Your objective -> Scale down the part of the rows that opens with the line containing "Guideline: for each instance of the dirt" and runs through the last row. Write out only those lines again, requests included, multiplying every point coordinate in the answers by 0.25 and rounding to whole numbers (halves round up), and leave the numbers in the requests unchanged.

━━━━━━━━━━━━━━━━━━━━

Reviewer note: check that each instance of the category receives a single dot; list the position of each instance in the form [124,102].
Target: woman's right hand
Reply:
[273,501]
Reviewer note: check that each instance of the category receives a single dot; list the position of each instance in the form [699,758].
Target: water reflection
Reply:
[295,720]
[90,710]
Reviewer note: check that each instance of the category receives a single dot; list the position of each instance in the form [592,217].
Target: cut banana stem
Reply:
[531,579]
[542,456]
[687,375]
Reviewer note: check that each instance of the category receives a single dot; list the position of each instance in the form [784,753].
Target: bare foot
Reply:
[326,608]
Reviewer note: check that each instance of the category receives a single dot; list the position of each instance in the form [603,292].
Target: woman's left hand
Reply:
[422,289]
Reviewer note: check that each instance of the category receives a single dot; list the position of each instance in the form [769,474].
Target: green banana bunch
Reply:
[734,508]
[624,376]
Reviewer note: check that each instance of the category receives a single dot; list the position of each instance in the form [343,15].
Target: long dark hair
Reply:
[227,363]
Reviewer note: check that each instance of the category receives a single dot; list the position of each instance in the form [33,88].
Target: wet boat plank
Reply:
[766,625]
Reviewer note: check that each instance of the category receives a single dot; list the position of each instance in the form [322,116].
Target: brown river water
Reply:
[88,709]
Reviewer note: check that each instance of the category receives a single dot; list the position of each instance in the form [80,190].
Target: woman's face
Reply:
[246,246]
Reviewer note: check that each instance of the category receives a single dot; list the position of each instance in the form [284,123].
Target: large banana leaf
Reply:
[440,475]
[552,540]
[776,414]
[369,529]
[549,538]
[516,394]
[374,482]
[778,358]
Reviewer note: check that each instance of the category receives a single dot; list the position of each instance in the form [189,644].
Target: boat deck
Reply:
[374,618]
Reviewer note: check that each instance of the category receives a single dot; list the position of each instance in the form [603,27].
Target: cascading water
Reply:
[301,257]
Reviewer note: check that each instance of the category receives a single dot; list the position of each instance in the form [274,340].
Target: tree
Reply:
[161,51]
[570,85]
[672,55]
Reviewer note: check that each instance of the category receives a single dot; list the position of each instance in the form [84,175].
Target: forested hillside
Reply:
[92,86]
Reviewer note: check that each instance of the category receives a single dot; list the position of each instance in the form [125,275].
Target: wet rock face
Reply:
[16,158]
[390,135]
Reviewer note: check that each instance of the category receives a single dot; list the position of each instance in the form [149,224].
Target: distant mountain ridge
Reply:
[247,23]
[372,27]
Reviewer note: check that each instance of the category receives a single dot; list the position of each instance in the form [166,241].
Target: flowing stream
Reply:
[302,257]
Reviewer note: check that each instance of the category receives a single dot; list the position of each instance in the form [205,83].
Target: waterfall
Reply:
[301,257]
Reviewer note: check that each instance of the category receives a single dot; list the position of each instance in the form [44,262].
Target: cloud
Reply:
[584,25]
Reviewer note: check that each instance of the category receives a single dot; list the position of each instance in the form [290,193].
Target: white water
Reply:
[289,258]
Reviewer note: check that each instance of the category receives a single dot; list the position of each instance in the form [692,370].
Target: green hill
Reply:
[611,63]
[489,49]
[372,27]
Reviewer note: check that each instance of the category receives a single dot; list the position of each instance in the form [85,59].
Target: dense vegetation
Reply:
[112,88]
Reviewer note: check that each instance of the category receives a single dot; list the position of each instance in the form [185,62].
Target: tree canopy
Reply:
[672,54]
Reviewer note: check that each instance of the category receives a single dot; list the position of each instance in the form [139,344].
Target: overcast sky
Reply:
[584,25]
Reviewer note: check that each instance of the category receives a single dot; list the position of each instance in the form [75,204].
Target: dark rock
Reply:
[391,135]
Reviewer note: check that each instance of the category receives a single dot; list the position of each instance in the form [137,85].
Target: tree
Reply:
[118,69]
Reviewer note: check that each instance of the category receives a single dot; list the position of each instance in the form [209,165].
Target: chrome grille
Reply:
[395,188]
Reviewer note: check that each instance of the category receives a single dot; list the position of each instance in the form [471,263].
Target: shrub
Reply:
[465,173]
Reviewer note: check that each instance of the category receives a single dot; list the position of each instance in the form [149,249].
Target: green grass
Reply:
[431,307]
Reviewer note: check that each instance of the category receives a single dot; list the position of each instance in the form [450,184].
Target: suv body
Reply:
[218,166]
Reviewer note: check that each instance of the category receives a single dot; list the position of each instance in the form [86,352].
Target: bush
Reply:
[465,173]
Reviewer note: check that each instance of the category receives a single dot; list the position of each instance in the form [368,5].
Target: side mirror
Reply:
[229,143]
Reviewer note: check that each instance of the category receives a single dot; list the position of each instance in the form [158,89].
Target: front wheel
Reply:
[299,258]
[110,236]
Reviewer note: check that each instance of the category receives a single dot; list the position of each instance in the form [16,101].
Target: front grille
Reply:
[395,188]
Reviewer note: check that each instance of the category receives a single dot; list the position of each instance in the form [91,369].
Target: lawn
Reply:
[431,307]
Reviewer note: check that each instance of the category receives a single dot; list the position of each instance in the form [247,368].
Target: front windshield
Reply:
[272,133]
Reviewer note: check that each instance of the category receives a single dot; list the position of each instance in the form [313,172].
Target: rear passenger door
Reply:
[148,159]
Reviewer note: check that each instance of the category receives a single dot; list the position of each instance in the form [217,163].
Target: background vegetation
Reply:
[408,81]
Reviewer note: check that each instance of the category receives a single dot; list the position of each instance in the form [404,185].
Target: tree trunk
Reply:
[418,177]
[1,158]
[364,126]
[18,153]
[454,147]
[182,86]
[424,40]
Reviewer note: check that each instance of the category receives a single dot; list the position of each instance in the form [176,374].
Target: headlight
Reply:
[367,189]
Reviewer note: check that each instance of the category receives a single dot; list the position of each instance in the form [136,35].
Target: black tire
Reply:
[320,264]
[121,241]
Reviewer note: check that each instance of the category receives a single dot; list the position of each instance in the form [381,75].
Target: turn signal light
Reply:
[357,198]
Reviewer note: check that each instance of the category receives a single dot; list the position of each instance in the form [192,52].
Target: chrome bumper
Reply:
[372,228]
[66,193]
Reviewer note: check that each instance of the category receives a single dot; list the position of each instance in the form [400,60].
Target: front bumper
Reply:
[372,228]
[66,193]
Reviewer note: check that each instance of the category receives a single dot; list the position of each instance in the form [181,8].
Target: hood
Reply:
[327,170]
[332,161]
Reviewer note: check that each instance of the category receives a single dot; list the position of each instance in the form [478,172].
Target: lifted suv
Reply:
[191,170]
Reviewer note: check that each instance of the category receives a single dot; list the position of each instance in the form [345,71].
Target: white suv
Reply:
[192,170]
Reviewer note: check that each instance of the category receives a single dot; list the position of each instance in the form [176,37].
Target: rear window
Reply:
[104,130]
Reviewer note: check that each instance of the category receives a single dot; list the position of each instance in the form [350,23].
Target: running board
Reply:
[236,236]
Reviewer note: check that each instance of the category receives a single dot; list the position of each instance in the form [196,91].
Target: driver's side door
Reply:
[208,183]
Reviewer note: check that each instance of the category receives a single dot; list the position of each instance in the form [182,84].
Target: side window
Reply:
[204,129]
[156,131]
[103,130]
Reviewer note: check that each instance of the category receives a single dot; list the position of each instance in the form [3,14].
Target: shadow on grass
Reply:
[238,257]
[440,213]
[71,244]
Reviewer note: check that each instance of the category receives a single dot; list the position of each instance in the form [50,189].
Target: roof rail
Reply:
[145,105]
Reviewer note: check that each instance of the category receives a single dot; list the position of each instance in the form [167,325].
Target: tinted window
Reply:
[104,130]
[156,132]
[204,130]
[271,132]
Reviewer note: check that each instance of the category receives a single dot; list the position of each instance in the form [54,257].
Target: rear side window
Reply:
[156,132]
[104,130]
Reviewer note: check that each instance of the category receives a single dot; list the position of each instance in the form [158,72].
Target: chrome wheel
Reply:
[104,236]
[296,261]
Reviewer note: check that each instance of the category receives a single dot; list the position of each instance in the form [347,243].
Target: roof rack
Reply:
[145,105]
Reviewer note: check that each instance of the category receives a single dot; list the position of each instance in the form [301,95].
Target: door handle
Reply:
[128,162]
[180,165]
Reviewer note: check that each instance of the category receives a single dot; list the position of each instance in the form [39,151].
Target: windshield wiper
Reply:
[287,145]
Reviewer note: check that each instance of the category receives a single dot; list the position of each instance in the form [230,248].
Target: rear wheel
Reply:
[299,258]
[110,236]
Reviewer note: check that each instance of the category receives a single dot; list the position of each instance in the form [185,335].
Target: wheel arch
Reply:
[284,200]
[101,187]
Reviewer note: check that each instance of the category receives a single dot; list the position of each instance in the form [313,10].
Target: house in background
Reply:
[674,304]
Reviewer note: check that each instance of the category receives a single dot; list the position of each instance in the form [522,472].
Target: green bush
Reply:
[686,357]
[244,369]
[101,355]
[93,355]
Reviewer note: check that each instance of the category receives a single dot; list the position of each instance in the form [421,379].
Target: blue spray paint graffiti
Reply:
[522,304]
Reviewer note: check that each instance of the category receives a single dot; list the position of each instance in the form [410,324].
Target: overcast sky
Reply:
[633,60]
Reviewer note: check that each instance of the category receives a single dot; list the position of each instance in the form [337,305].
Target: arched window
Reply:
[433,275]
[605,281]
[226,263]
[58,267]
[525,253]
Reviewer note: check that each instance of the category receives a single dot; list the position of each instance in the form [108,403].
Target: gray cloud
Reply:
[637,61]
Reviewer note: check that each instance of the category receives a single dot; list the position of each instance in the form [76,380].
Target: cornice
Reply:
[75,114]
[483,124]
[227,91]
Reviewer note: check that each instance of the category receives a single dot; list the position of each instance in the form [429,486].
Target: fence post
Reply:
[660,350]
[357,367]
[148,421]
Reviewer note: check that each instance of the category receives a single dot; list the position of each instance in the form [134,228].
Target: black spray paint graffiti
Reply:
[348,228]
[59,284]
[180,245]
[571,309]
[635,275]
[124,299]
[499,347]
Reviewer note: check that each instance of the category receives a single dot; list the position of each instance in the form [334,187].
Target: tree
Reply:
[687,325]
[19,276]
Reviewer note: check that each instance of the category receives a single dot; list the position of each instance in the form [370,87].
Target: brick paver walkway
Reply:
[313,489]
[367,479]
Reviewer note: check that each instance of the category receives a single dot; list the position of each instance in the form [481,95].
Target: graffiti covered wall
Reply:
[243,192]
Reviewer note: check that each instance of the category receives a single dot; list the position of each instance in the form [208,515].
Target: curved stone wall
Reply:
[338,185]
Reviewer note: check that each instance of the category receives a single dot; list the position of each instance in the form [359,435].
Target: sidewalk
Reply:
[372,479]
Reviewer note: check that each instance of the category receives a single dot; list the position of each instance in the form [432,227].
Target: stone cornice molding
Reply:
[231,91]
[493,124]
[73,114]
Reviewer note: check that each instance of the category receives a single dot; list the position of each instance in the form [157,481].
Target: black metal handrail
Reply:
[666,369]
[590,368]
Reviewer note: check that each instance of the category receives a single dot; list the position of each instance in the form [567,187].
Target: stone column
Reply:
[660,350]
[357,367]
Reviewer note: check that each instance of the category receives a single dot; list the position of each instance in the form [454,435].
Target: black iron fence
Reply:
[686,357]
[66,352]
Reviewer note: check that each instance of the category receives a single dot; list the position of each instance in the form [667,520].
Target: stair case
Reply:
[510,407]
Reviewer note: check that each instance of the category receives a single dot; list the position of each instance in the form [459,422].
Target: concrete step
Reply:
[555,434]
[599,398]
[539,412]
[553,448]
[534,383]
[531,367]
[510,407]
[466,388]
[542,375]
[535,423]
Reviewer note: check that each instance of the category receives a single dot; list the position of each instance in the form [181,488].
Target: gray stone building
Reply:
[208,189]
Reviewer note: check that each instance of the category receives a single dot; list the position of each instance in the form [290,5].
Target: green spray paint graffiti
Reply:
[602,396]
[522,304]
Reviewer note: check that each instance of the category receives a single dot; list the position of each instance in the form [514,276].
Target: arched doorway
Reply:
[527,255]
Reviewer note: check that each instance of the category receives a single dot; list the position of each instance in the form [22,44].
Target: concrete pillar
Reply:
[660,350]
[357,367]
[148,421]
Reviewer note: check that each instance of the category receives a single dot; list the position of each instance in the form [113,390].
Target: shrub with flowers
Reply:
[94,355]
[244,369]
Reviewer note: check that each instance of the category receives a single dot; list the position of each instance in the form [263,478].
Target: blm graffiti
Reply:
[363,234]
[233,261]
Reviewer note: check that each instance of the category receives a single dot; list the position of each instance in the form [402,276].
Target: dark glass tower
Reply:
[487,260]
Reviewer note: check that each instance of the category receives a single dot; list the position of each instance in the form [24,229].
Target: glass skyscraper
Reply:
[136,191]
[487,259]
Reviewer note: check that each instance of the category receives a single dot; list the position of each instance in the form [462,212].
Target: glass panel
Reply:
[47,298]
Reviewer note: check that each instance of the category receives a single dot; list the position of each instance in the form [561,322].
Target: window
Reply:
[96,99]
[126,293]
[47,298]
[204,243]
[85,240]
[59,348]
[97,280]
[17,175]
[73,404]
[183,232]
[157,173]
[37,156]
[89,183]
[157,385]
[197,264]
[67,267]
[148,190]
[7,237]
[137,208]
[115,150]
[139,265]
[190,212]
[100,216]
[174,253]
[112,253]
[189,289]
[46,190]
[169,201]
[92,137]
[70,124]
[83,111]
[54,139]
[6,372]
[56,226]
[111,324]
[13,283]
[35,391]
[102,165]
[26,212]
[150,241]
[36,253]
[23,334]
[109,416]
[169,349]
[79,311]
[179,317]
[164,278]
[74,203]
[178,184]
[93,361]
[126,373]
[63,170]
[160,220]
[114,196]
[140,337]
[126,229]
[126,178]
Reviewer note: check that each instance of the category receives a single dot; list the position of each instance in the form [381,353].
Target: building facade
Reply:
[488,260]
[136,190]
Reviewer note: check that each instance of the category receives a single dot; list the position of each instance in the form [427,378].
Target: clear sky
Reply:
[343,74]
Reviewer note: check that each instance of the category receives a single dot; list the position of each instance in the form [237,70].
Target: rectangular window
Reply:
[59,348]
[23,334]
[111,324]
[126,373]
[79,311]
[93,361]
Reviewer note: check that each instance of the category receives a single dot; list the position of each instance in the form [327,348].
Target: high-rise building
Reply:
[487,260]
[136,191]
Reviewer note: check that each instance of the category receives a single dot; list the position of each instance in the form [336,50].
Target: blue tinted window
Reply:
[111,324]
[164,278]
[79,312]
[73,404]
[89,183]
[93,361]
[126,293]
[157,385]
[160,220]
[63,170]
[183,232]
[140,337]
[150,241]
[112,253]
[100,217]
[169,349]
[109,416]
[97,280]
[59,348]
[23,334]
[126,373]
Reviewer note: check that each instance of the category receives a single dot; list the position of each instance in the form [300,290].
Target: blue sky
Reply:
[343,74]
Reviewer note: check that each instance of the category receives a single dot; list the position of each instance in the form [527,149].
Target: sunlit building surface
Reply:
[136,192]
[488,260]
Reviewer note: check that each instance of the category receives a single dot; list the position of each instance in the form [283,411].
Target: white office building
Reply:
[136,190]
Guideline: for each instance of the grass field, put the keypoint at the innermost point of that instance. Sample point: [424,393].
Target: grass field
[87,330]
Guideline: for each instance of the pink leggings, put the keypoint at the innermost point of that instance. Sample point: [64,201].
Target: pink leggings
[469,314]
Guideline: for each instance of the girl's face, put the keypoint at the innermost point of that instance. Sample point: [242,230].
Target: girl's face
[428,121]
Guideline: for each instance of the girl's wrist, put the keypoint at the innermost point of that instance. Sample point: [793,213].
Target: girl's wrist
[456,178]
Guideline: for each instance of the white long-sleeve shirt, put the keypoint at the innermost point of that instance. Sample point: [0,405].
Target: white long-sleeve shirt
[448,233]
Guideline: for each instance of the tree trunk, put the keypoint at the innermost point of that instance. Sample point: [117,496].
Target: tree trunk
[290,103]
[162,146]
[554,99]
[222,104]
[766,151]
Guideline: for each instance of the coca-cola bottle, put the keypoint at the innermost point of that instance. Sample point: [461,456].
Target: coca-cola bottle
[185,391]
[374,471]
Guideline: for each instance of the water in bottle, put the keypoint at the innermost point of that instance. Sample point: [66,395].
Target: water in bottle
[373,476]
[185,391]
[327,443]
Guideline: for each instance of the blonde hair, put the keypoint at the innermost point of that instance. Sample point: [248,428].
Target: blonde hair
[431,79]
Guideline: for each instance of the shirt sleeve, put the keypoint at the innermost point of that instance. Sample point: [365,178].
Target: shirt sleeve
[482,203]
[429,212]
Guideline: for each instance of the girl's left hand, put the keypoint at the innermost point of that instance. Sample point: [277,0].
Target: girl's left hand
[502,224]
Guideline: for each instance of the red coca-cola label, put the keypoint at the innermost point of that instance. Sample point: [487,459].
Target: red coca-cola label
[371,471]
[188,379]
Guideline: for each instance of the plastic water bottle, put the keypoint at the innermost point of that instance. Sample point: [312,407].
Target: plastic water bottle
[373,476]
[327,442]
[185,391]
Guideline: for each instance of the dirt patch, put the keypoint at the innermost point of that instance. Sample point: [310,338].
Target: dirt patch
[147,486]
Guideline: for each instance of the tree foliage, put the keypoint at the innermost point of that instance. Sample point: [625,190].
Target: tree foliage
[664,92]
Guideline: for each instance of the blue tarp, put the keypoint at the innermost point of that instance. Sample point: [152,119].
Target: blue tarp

━━━━━━━━━━━━━━━━━━━━

Response for this exercise ->
Guideline: for each instance of the dirt patch, put the keypoint at the innermost point of that instance. Sample point: [310,338].
Target: dirt patch
[37,122]
Guideline: for each instance of the tree foliage, put the keypoint at the innermost point of that instance. Sample point: [625,190].
Target: tree foliage
[166,23]
Guideline: for each instance of the blue tarp, put the keypoint at the innermost point of that instance. Sample point: [152,119].
Target: blue tarp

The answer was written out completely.